Every entry should be reproduced word for word.

Referring expression data
[Start of Attachment]

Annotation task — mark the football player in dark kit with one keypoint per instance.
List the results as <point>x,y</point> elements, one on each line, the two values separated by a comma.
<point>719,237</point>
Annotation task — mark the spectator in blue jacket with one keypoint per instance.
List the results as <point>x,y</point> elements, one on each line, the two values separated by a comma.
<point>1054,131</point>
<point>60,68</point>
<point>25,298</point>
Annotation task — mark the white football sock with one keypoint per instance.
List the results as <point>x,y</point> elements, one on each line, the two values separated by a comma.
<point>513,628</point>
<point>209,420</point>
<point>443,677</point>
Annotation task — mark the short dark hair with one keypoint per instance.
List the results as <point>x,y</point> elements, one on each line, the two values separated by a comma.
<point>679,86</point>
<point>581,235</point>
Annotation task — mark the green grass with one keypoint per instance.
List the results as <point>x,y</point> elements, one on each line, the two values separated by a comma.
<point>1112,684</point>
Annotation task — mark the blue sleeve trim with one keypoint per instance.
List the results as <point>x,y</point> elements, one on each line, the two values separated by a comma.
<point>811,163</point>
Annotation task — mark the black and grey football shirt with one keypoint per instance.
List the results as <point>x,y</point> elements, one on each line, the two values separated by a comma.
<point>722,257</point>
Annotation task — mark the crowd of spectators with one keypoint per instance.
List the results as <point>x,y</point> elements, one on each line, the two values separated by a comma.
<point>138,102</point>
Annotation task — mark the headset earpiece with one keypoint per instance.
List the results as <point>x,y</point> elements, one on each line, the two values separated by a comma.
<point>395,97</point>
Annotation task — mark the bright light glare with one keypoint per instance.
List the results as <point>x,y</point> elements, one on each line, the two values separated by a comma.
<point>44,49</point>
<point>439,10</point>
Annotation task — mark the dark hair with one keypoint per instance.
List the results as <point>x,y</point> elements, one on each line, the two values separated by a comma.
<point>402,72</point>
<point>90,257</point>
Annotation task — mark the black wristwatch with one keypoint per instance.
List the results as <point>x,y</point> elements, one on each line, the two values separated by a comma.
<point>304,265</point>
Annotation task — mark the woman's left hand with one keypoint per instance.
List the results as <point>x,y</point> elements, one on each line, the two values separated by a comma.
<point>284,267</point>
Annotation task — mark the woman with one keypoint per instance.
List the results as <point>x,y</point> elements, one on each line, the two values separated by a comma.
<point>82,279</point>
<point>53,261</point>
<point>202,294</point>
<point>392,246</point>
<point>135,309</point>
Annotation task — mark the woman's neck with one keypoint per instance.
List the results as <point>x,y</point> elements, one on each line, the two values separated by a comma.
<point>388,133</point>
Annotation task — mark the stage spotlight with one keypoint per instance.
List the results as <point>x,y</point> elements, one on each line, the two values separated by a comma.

[End of Attachment]

Response area:
Annotation task — mark the football player in dark kit with one keypoint per instance.
List the results as <point>x,y</point> elements, one on each line, the two values separated by a comma.
<point>719,237</point>
Annotation task — mark the spectator in blue jacket with one keypoint per instance.
List the results as <point>x,y</point> elements, one on each line, the two values separated by a comma.
<point>1054,131</point>
<point>60,68</point>
<point>25,298</point>
Annotation task — mark the white football sock with one keypoint per instance.
List the results as <point>x,y</point> elements, one on each line, the two values separated by a comma.
<point>513,628</point>
<point>209,420</point>
<point>443,677</point>
Annotation task — mark the short dark hair with one keypoint per instance.
List the results as <point>x,y</point> elements, one on each line, the two values separated by a comma.
<point>679,86</point>
<point>581,235</point>
Annotation task — mark the green grass with one keypoint per instance.
List the results as <point>x,y</point> elements, one on each line, the two values separated by a comma.
<point>1112,684</point>
Annotation task — mark the blue sleeve trim with one keypoint per instance.
List the results as <point>x,y</point> elements, one on each line, the two values separated by a comma.
<point>811,163</point>
Annotation task — mark the black and grey football shirt with one keypoint per instance.
List the results as <point>x,y</point> elements, one on each line, the two values separated by a comma.
<point>722,257</point>
Annotation task — mark the crowd of spectators with one keypoint per instance.
List the results as <point>x,y</point> elements, one on each line, the two values separated by a comma.
<point>138,102</point>
Annotation task — mark the headset earpiece with one keypoint per instance.
List the results as <point>x,y</point> elements, one on each line, the two values separated by a comma.
<point>395,97</point>
Annotation task — mark the bright light glare with one keypoint per instance.
List the results as <point>x,y</point> elements, one on each line, the two values separated by a comma.
<point>44,49</point>
<point>439,10</point>
Annotation task — mark the dark hair with one keypoint per instance.
List the results as <point>x,y</point> elements, one on each line, the two values separated by a comma.
<point>402,72</point>
<point>90,257</point>
Annotation task — mark the black wristwatch with one keypoint per instance.
List the results as <point>x,y</point> elements, one on each line, the two values separated by a comma.
<point>304,265</point>
Annotation task — mark the woman's left hand with one keypoint per instance.
List the results as <point>x,y</point> elements, one on each line, the two values separated by a comma.
<point>284,267</point>
Annotation task — mark the woman with one keypoint per instance.
List the results as <point>x,y</point> elements, one on each line, the two values separated by a comma.
<point>82,279</point>
<point>53,261</point>
<point>202,294</point>
<point>392,246</point>
<point>135,309</point>
Annotation task — mark the woman's neck with one keypoint per instance.
List the results as <point>x,y</point> elements, one on each line, the two values separated by a comma.
<point>388,133</point>
Annotation task — mark the stage spotlight with one keypoint per instance.
List the results as <point>x,y</point> elements, one on each line, the two values separated by a comma.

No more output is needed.